## Task directions
The full listing, returned exactly and free of pictures, is the expected answer.

## Records provided
************

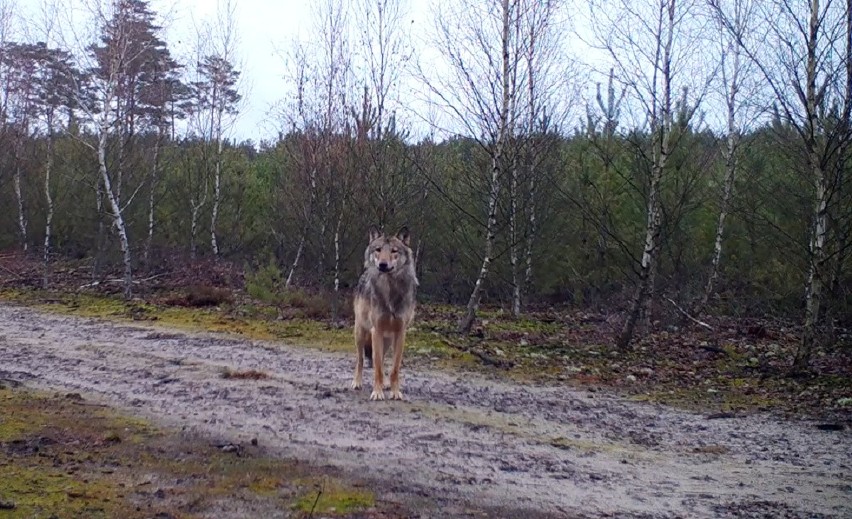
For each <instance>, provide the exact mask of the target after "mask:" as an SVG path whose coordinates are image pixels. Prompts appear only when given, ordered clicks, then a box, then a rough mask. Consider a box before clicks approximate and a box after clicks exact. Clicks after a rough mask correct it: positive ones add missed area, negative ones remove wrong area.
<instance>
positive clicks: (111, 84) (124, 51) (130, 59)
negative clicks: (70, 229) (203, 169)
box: [75, 0, 164, 298]
mask: <svg viewBox="0 0 852 519" xmlns="http://www.w3.org/2000/svg"><path fill="white" fill-rule="evenodd" d="M92 9H93V13H92V14H93V16H94V21H95V23H96V24H97V26H98V28H99V31H100V36H99V39H100V41H99V42H98V43H93V44H91V45H90V46H89V48H88V50H89V53H90V56H91V58H92V61H93V62H94V65H93V66H92V67H91V69H90V82H89V83H88V84H86V85H84V84H82V83H78V84H77V85H76V86H75V96H76V102H77V105H78V106H79V107H80V109H81V111H82V112H83V114H84V115H85V117H86V119H87V122H88V123H89V124H90V125H91V126H92V127H93V128H94V132H95V137H96V142H95V143H94V144H92V143H89V142H88V141H86V140H83V141H82V142H84V143H85V144H86V145H87V146H88V147H90V148H91V149H92V150H93V151H94V152H95V153H96V155H97V162H98V178H99V179H98V183H97V186H98V198H97V200H98V207H99V208H100V204H101V198H102V197H105V198H106V202H107V208H108V211H109V217H110V219H111V221H112V226H113V227H114V229H115V231H116V233H117V234H118V238H119V245H120V248H121V252H122V257H123V263H124V295H125V297H127V298H129V297H131V295H132V287H133V278H132V269H133V251H132V249H131V241H130V235H129V229H128V225H127V219H126V216H125V215H126V212H125V211H126V209H127V208H128V206H130V204H131V203H132V202H133V200H134V199H135V197H136V195H137V194H138V193H139V191H140V190H141V188H142V187H143V186H144V184H145V183H144V182H143V181H142V180H139V181H138V183H137V185H136V187H135V189H134V190H133V191H132V192H130V194H129V195H128V194H127V193H126V192H123V184H124V182H125V181H126V179H125V173H126V172H125V169H124V168H125V158H126V157H127V154H128V145H129V144H131V141H132V136H133V135H135V133H136V128H135V125H136V120H137V117H138V116H139V114H140V111H139V109H138V108H139V107H138V106H137V102H138V99H139V91H140V89H141V88H142V86H143V83H142V81H141V79H142V75H143V73H144V70H145V67H146V65H148V64H149V63H151V62H152V57H153V56H156V55H157V54H158V53H159V52H161V51H162V49H163V48H164V43H163V42H162V41H161V40H160V39H159V38H157V36H156V31H157V30H158V27H156V26H155V25H154V23H153V14H152V13H151V11H150V10H149V9H148V5H147V3H146V2H144V1H141V0H115V1H113V2H111V3H109V4H108V5H107V6H104V5H101V4H96V5H94V6H92ZM154 62H156V60H154ZM111 145H112V146H113V147H112V148H111ZM111 152H112V153H111Z"/></svg>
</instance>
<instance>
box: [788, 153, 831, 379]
mask: <svg viewBox="0 0 852 519" xmlns="http://www.w3.org/2000/svg"><path fill="white" fill-rule="evenodd" d="M814 174H815V175H819V177H818V178H817V189H816V207H815V211H814V225H813V229H812V231H811V251H810V252H811V253H810V266H809V269H808V281H807V284H806V286H805V325H804V329H803V330H802V341H801V343H800V344H799V348H798V349H797V351H796V357H795V359H794V361H793V372H794V373H804V372H806V371H807V370H808V367H809V365H810V360H811V353H812V352H813V347H814V345H815V344H816V342H817V328H818V325H819V315H820V304H821V303H822V288H823V286H822V285H823V279H822V276H823V272H822V271H823V266H824V263H825V236H826V231H827V221H828V199H827V193H828V189H827V188H826V183H825V178H824V176H823V172H822V171H821V168H819V167H818V166H817V167H814Z"/></svg>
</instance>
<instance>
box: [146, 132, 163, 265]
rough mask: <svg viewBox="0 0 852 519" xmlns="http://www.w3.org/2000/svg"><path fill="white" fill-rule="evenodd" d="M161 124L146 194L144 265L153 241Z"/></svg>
mask: <svg viewBox="0 0 852 519" xmlns="http://www.w3.org/2000/svg"><path fill="white" fill-rule="evenodd" d="M163 133H164V129H163V126H162V123H161V124H159V125H158V126H157V140H155V141H154V158H153V162H154V163H153V165H152V166H151V182H150V191H149V193H148V238H147V239H146V240H145V256H144V258H145V263H146V264H147V263H148V260H149V257H150V255H151V244H152V242H153V241H154V200H155V195H156V192H157V180H158V174H159V169H160V144H161V142H162V140H163Z"/></svg>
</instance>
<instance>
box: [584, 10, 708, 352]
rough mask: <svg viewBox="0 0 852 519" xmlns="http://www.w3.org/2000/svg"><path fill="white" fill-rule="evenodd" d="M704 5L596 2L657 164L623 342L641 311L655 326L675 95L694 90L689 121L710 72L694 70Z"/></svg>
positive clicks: (596, 17)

************

## Your solution
For each <instance>, provide the exact mask of the target after "mask:" as an SVG path whose coordinates are image pixels. Prompts appear only when given, ordered clicks, then a box, then a rough mask. Consider a box before clicks approximate and a box after clicks exact. Clicks after a rough mask correct it: positive ones add missed area, negative ones remove wrong area.
<instance>
positive clicks: (111, 84) (124, 51) (130, 59)
negative clicks: (70, 229) (203, 169)
box: [75, 0, 164, 298]
mask: <svg viewBox="0 0 852 519" xmlns="http://www.w3.org/2000/svg"><path fill="white" fill-rule="evenodd" d="M92 9H93V13H92V14H93V16H94V21H95V23H96V24H97V26H98V28H99V31H100V36H99V39H100V41H99V42H98V43H93V44H91V45H90V46H89V48H88V50H89V53H90V56H91V58H92V61H93V62H94V65H93V66H92V67H91V69H90V82H89V83H88V84H86V85H84V84H82V83H78V84H77V85H76V86H75V96H76V102H77V105H78V106H79V107H80V109H81V111H82V112H83V114H84V115H85V117H86V119H87V122H88V123H89V124H90V125H91V126H92V127H93V128H94V132H95V137H96V142H95V143H94V144H92V143H89V142H88V141H86V140H83V141H82V142H84V143H85V144H86V145H87V146H88V147H90V148H91V149H92V150H93V151H94V152H95V153H96V155H97V162H98V178H99V179H98V183H97V186H98V198H97V200H98V207H99V208H100V204H101V198H102V197H105V198H106V202H107V208H108V211H109V217H110V219H111V221H112V226H113V227H114V229H115V231H116V233H117V234H118V238H119V245H120V248H121V252H122V257H123V263H124V295H125V297H127V298H129V297H131V295H132V287H133V278H132V269H133V251H132V249H131V241H130V235H129V229H128V225H127V219H126V216H125V215H126V212H125V211H126V209H127V208H128V206H130V204H131V203H132V202H133V200H134V199H135V197H136V195H137V194H138V193H139V191H140V190H141V188H142V187H143V186H144V184H145V183H144V182H143V181H142V180H139V181H138V183H137V185H136V187H135V189H134V190H133V191H132V192H130V194H129V195H128V194H127V193H126V192H123V184H124V182H125V181H126V179H125V173H126V172H125V169H124V168H125V158H126V157H127V154H128V145H129V144H131V141H132V136H133V135H135V133H136V128H135V125H136V120H137V117H138V116H139V114H140V111H139V109H138V108H139V107H138V106H137V102H138V99H139V91H140V89H141V88H142V86H143V83H142V81H141V79H142V75H143V73H144V70H145V67H146V65H148V64H149V63H151V62H152V57H153V56H156V55H157V54H158V53H159V52H161V51H162V49H163V48H164V43H163V42H162V41H161V40H160V39H159V38H157V36H156V31H157V30H158V27H156V26H155V25H154V23H153V14H152V13H151V11H150V10H149V9H148V5H147V3H146V2H144V1H141V0H115V1H113V2H111V3H109V4H108V5H107V6H104V5H101V4H96V5H94V6H92ZM154 62H156V60H154ZM111 145H112V146H113V147H112V148H111ZM111 152H112V153H111Z"/></svg>
</instance>
<instance>
box: [788, 153, 831, 379]
mask: <svg viewBox="0 0 852 519" xmlns="http://www.w3.org/2000/svg"><path fill="white" fill-rule="evenodd" d="M814 174H815V175H819V177H818V178H817V189H816V207H815V211H814V225H813V229H812V231H811V251H810V252H811V253H810V266H809V269H808V281H807V284H806V286H805V325H804V329H803V330H802V341H801V343H800V344H799V348H798V349H797V351H796V357H795V359H794V361H793V372H794V373H804V372H806V371H807V370H808V367H809V365H810V360H811V353H812V352H813V347H814V345H815V344H816V342H817V328H818V325H819V315H820V304H821V303H822V288H823V286H822V285H823V279H822V276H823V272H822V271H823V266H824V263H825V236H826V231H827V221H828V199H827V193H828V189H827V188H826V183H825V178H824V176H823V172H822V171H821V168H819V167H818V166H817V167H814Z"/></svg>
</instance>
<instance>
box: [146, 132, 163, 265]
rough mask: <svg viewBox="0 0 852 519" xmlns="http://www.w3.org/2000/svg"><path fill="white" fill-rule="evenodd" d="M161 124L146 194L144 265L153 241Z"/></svg>
mask: <svg viewBox="0 0 852 519" xmlns="http://www.w3.org/2000/svg"><path fill="white" fill-rule="evenodd" d="M163 133H164V129H163V126H162V123H161V124H159V125H158V126H157V140H155V141H154V158H153V162H154V163H153V165H152V166H151V182H150V191H149V193H148V238H147V239H146V240H145V256H144V258H145V263H146V264H147V263H148V260H149V257H150V255H151V244H152V242H153V241H154V200H155V195H156V192H157V180H158V174H159V169H160V144H161V142H162V140H163Z"/></svg>
</instance>
<instance>
box: [584, 10, 708, 352]
rough mask: <svg viewBox="0 0 852 519" xmlns="http://www.w3.org/2000/svg"><path fill="white" fill-rule="evenodd" d="M704 5L596 2L657 164L623 342L641 311L655 326L675 95L694 90L689 121L710 72L694 70Z"/></svg>
positive clicks: (596, 17)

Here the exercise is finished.